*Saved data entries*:
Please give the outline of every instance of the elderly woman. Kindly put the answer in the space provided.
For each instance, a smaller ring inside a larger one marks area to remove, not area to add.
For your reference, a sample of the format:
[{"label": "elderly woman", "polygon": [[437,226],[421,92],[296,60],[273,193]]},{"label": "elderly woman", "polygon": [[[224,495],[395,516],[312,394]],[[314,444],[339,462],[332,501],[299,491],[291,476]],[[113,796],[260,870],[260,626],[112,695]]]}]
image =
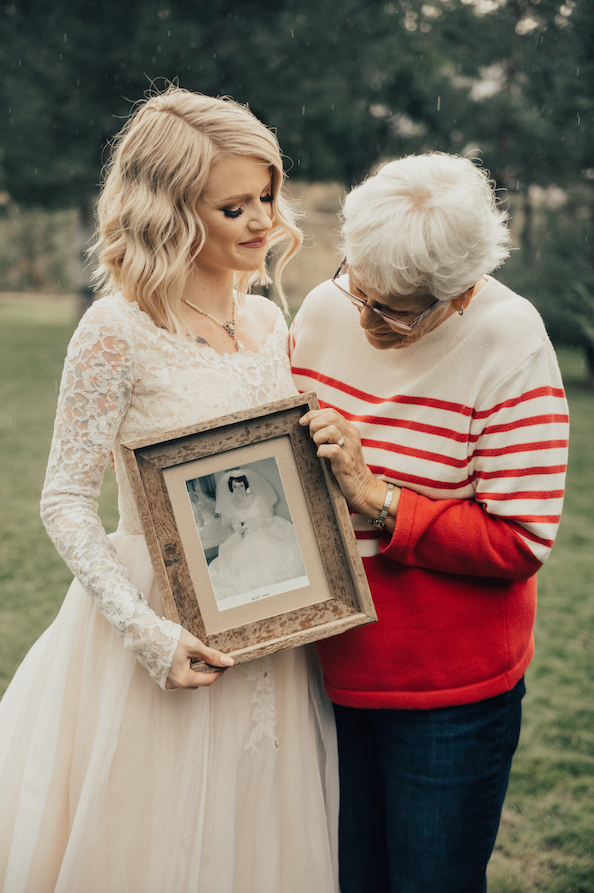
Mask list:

*EXERCISE PROMPT*: Looking through the records, copy out every line in which the word "woman" is found.

*RESULT OF THIS EXERCISE*:
Please give the outline of every instance of the elderly woman. Kindly put the answer in the space provided.
[{"label": "elderly woman", "polygon": [[437,226],[421,92],[296,60],[273,193]]},{"label": "elderly woman", "polygon": [[[224,495],[395,516],[312,394]],[[314,444],[339,462],[332,501],[299,491],[291,476]],[[113,796],[260,870],[260,626],[112,695]]]}]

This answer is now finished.